##### Texto fornecido

Os diretores Macarena García Lenzi e Martín Blousson desenham uma complexa evolução do suspense, tornando a casa um organismo vivo. Mesmo em planos fixos, a câmera explora corredores e acompanha movimentos; sem escurecer demais os cômodos (como de costume no terror comercial), a montagem sugere perigo iminente e indecifrável; sem tornar o lugar asqueroso, desenvolve um tom perturbador pelo excesso de papéis de parede, de muros descascados, de roupas em cor bege, cinza e marrom claro, dessaturadas e pálidas. A dupla demonstra perfeita coesão nas escolhas artísticas, onde cada elemento valoriza o seguinte sem chamar atenção excessiva a si mesmo: a fotografia ressalta o minucioso trabalho de direção de arte, que ajuda muito a composição da estranheza dos personagens, mergulhados numa trilha sonora discretamente infantil e dissonante, em planos levemente angulados, um pouco estranhos à altura humana e à objetiva “normal”, por meio de imagens de duração estendida ou diminuída. A direção jamais busca o choque fácil, privilegiando o som fora de quadro e a provocação sobre o “enquanto isso”, fundamental às tramas onde todos os personagens se encontram em cena o tempo inteiro. É fascinante imaginar o que Jesus estaria fazendo enquanto vemos Madalena, ou onde se esconde Maria José quando olhamos para Jesus.

##########

Instruções da tarefa> Você pode devolver o texto fornecido acima por inteiro, sem alterar uma única palavra? Este material provém de outra fonte.

##### Conjunto de dados

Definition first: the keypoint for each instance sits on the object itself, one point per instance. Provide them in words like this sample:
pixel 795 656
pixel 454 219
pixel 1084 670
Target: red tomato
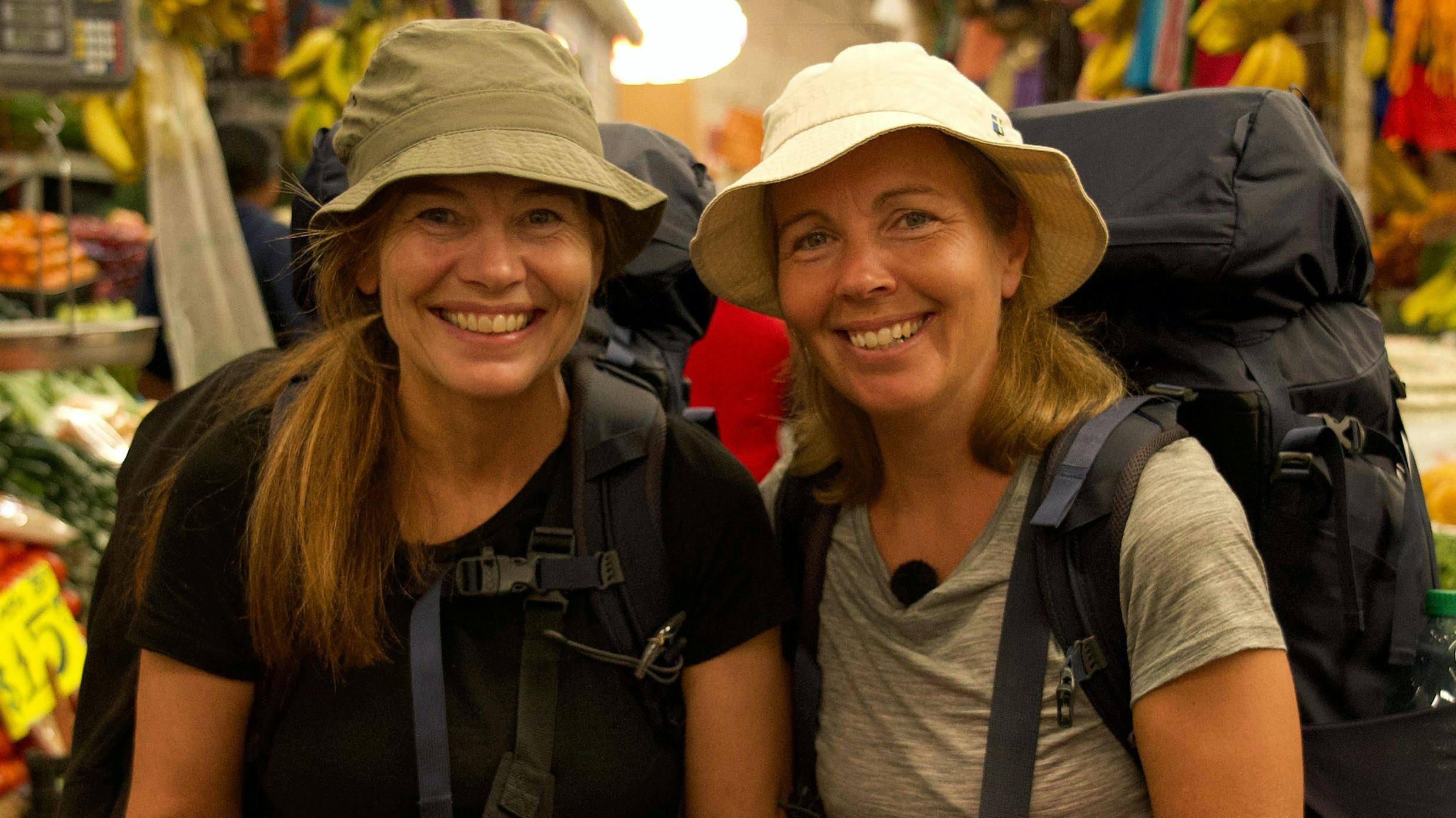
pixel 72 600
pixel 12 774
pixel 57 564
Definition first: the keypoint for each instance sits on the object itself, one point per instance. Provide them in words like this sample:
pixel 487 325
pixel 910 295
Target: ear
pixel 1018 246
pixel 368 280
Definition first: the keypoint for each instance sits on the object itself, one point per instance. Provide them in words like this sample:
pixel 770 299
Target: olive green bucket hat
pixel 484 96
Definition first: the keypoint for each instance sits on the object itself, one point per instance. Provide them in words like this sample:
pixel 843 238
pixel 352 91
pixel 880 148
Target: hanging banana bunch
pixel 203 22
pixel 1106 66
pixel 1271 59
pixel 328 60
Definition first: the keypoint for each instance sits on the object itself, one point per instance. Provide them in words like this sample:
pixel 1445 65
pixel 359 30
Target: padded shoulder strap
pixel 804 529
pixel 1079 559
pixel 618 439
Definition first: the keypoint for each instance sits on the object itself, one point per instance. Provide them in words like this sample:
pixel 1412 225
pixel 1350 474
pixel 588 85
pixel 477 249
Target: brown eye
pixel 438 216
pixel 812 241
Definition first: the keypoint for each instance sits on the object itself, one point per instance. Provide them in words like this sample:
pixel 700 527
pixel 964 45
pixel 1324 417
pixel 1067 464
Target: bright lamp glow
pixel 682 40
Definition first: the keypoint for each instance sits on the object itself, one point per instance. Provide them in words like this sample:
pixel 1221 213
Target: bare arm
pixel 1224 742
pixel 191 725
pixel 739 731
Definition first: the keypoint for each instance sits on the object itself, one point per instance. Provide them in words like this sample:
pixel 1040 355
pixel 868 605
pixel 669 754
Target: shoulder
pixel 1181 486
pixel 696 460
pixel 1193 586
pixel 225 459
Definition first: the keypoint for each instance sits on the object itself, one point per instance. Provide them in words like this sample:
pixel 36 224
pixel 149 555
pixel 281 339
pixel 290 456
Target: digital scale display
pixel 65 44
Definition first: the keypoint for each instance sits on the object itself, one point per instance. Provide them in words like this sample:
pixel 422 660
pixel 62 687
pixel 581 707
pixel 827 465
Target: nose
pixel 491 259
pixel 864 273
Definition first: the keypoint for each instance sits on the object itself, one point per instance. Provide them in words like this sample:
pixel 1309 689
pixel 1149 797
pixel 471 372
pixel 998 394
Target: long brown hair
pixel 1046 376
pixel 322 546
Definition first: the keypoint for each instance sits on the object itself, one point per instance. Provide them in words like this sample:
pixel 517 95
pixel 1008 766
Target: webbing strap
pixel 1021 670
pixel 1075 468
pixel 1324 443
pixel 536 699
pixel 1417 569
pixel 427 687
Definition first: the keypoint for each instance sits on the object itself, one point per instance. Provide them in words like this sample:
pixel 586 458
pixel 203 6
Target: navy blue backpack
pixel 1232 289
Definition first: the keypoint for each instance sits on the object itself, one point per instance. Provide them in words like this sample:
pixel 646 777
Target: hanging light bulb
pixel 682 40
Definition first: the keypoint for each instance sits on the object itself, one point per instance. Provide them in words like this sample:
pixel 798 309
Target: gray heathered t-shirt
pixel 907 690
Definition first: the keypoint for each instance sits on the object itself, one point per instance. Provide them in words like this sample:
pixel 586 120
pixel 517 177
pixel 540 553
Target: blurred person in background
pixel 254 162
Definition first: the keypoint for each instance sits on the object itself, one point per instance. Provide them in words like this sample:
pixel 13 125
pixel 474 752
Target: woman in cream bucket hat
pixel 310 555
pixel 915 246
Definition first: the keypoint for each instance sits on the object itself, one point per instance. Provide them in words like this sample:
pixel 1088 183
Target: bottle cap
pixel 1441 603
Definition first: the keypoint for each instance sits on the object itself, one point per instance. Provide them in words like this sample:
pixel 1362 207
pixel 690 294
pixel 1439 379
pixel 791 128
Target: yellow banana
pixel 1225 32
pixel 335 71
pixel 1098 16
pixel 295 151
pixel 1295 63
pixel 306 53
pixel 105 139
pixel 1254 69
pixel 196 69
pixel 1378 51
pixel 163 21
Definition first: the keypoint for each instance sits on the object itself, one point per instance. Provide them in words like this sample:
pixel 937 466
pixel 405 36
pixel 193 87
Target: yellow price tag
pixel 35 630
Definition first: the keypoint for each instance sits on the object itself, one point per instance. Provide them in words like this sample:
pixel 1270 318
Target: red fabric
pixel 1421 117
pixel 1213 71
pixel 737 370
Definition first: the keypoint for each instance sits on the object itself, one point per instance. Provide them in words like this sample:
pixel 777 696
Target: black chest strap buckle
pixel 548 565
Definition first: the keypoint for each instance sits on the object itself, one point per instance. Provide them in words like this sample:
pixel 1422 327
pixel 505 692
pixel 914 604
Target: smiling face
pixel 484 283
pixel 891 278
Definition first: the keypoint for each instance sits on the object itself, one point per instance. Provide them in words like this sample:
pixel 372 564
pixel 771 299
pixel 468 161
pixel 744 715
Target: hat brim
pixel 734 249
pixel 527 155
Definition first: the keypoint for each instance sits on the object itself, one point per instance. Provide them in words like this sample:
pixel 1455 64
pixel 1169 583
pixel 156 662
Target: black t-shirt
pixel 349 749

##########

Resposta da tarefa>
Os diretores Macarena García Lenzi e Martín Blousson desenham uma complexa evolução do suspense, tornando a casa um organismo vivo. Mesmo em planos fixos, a câmera explora corredores e acompanha movimentos; sem escurecer demais os cômodos (como de costume no terror comercial), a montagem sugere perigo iminente e indecifrável; sem tornar o lugar asqueroso, desenvolve um tom perturbador pelo excesso de papéis de parede, de muros descascados, de roupas em cor bege, cinza e marrom claro, dessaturadas e pálidas. A dupla demonstra perfeita coesão nas escolhas artísticas, onde cada elemento valoriza o seguinte sem chamar atenção excessiva a si mesmo: a fotografia ressalta o minucioso trabalho de direção de arte, que ajuda muito a composição da estranheza dos personagens, mergulhados numa trilha sonora discretamente infantil e dissonante, em planos levemente angulados, um pouco estranhos à altura humana e à objetiva “normal”, por meio de imagens de duração estendida ou diminuída. A direção jamais busca o choque fácil, privilegiando o som fora de quadro e a provocação sobre o “enquanto isso”, fundamental às tramas onde todos os personagens se encontram em cena o tempo inteiro. É fascinante imaginar o que Jesus estaria fazendo enquanto vemos Madalena, ou onde se esconde Maria José quando olhamos para Jesus.